▸ **Given problem**
In the interview transcript below, what was Nik's background before he got into Google Ads?

▸ **Selection**
====
Kyle: Hello, and welcome to the Google Ads strategy show, where today I’m going to be interviewing Nik Armenis from  Armenis Digital. The agency primarily focuses on Google Ads for eCommerce.

I really wanted to bring him on, because eCommerce is not my specialty, but it’s his. So I have a lot of questions for him. And I’m sure anyone running any type of eCommerce campaign in Google Ads is going to benefit from this interview. So Nik, welcome!

Nik:  Thanks for having me, Kyle. Glad to be here.

Kyle: Yeah, so I’ll just get right into it. Well, first, tell us where you’re from. I’m obviously from the United States. I live in North Dakota. Where are you right now?

Nik: So I’m on the sunny Gold Coast in Queensland, Australia. So I guess it’s like our version of Miami, it would probably be the easiest way to explain it. Yeah. 

Kyle: Okay. And you said your agency has about 25 clients just in eCommerce, right?

Nik: Yeah. Yeah, just in eCommerce. 

Kyle: And you have some other types of clients, but your main focus is on eCommerce?

Nik: Yes.

Kyle: Cool. So how did you actually get into doing Google Ads?

Nik: Yes, sure. So my background is actually in product sourcing and development. I was a category manager for, I guess, Australia’s version of Bass Pro. And so I used to go to China and source products. And I was responsible for a range of products.

And within that, we actually also had a marketing team attached that are kind of the middle person between. My first interaction with Google Ads was there, where I would actually look at the return on investment metrics, and monitor the results with the marketing team to see whether or not I guess ad spend was being used efficiently, which products were doing the best with Google and things like that.
====
▸ **Dataset content**
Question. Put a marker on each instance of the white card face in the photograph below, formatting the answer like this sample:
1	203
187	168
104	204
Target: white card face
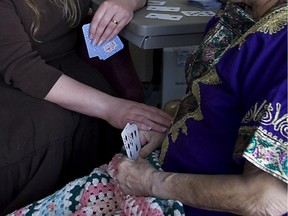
163	16
163	8
198	13
159	3
131	139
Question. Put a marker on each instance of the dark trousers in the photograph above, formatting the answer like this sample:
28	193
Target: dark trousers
43	146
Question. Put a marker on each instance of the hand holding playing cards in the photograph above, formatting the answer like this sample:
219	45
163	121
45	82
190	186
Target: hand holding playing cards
136	177
111	17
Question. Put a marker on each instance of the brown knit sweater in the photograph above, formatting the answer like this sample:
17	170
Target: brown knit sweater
23	61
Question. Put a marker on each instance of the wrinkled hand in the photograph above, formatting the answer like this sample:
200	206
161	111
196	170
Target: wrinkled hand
135	177
109	19
150	141
146	117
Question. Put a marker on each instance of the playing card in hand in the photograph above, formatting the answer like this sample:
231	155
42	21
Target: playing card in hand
131	139
105	50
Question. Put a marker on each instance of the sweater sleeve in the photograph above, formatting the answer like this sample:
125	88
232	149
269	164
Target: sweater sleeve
20	66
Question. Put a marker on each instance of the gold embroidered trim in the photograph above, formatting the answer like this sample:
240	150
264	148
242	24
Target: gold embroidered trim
269	24
267	114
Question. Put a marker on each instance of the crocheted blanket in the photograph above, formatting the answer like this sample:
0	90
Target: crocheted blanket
97	194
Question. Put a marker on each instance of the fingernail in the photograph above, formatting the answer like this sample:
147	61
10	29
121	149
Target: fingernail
94	42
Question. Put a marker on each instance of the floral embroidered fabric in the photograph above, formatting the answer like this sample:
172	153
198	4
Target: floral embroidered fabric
97	194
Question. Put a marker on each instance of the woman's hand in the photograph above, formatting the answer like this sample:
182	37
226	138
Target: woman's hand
120	112
111	17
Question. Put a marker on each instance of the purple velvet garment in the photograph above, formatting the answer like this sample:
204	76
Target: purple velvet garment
232	109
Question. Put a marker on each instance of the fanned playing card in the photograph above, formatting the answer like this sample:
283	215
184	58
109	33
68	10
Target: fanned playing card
105	50
131	140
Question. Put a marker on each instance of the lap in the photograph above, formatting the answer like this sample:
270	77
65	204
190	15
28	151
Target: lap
43	146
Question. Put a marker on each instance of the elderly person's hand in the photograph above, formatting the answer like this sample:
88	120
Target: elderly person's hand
111	17
135	177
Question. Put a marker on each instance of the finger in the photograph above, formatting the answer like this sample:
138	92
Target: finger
146	150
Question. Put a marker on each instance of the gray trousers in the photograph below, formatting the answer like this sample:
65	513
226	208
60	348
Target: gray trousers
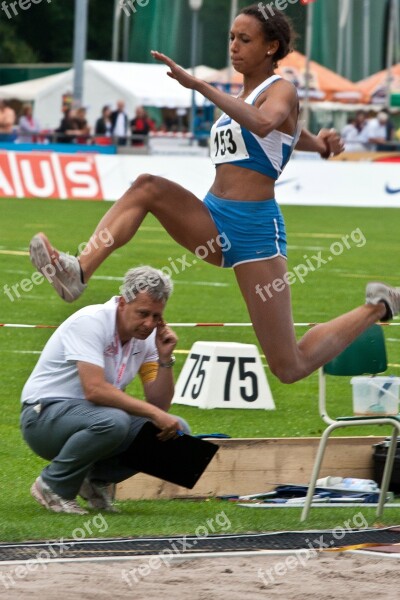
====
▸ **Final result**
Product sourcing and development.